*** Opening of Text under study ***
## 1. What are Corpora

A corpus is a collection of written or spoken texts. With the use of computers it is possible to compile large amounts of authentic written and spoken language. This compilation of online text can then be analysed in various ways to establish patterns of grammar and vocabulary usage.

## 2. What are Tokens?
The term "token" refers to the total number of words in a text, corpus etc, regardless of how often they are repeated. The term "type" refers to the number of distinct words in a text, corpus etc.

## 3. What are Unigrams, Bigrams, Trigrams?
A 1-gram (or unigram) is a one-word sequence. For the above sentence, the unigrams would simply be: “I”, “love”, “reading”, “blogs”, “about”, “data”, “science”, “on”, “Analytics”, “Vidhya”.

A 2-gram (or bigram) is a two-word sequence of words, like “I love”, “love reading”, or “Analytics Vidhya”.

A 3-gram (or trigram) is a three-word sequence of words like “I love reading”, “about data science” or “on Analytics Vidhya”.

## 4. How to generate n-grams from text?
N-grams are contiguous sequences of n-items in a sentence. N can be 1, 2 or any other positive integers, although usually we do not consider very large N because those n-grams rarely appears in many different places.

In [4]:
s = """
    I am annu patel perusing b tech computer science and emginnering
    i ma from delhi
    i ma good in python programming, machine learning, sql
"""

In [5]:
import re

def generate_ngrams(s, n):
    # Convert to lowercases
    s = s.lower()
    
    # Replace all none alphanumeric characters with spaces
    s = re.sub(r'[^a-zA-Z0-9\s]', ' ', s)
    
    # Break sentence in the token, remove empty tokens
    token = [token for token in s.split(" ") if token != ""]
    
    # Use the zip function to help us generate n-grams
    # Concatentate the tokens into ngrams and return
    ngrams = zip(*[token[i:] for i in range(n)])
*** Close of Text under study ***
# What is being asked:
Extend the tutorial on corpora and n-grams, picking up right after its last line of code.
*** Opening of Dataset extract ***
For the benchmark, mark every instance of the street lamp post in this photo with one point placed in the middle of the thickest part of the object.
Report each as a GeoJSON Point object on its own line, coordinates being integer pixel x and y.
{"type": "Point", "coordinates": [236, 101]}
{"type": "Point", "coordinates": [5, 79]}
*** Close of Dataset extract ***
# Response to this exercise:
    return [" ".join(ngram) for ngram in ngrams]

In [6]:
generate_ngrams(s, n=5)

['\n i am annu patel',
 'i am annu patel perusing',
 'am annu patel perusing b',
 'annu patel perusing b tech',
 'patel perusing b tech computer',
 'perusing b tech computer science',
 'b tech computer science and',
 'tech computer science and emginnering\n',
 'computer science and emginnering\n i',
 'science and emginnering\n i ma',
 'and emginnering\n i ma from',
 'emginnering\n i ma from delhi\n',
 'i ma from delhi\n i',
 'ma from delhi\n i ma',
 'from delhi\n i ma good',
 'delhi\n i ma good in',
 'i ma good in python',
 'ma good in python programming',
 'good in python programming machine',
 'in python programming machine learning',
 'python programming machine learning sql\n']

## 5. Explain Lemmatization

Lemmatization is a linguistic term that means grouping together words with the same root or lemma but with different inflections or derivatives of meaning so they can be analyzed as one item. The aim is to take away inflectional suffixes and prefixes to bring out the word's dictionary form.

## 6. Explain Stemming
Stemming is the process of producing morphological variants of a root/base word. Stemming programs are commonly referred to as stemming algorithms or stemmers. A stemming algorithm reduces the words “chocolates”, “chocolatey”, “choco” to the root word, “chocolate” and “retrieval”, “retrieved”, “retrieves” reduce to the stem “retrieve”. Stemming is an important part of the pipelining process in Natural language processing. The input to the stemmer is tokenized words.v

## 7. Explain Part-of-speech (POS) tagging
Part-of-Speech (PoS) tagging may be defined as the process of assigning one of the parts of speech to the given word. It is generally called POS tagging. In simple words, we can say that POS tagging is a task of labelling each word in a sentence with its appropriate part of speech. We already know that parts of speech include nouns, verb, adverbs, adjectives, pronouns, conjunction and their sub-categories.

## 8. Explain Chunking or shallow parsing
Shallow parsing (also chunking or light parsing) is an analysis of a sentence which first identifies constituent parts of sentences (nouns, verbs, adjectives, etc.) and then links them to higher order units that have discrete grammatical meanings (noun groups or phrases, verb groups, etc.)

## 9. Explain Noun Phrase (NP) chunking
Noun phrase chunking deals with extracting the noun phrases from a sentence. While NP chunking is much simpler than parsing, it is still a challenging task to build a accurate and very efficient NP chunker. The importance of NP chunking derives from the fact that it is used in many applications.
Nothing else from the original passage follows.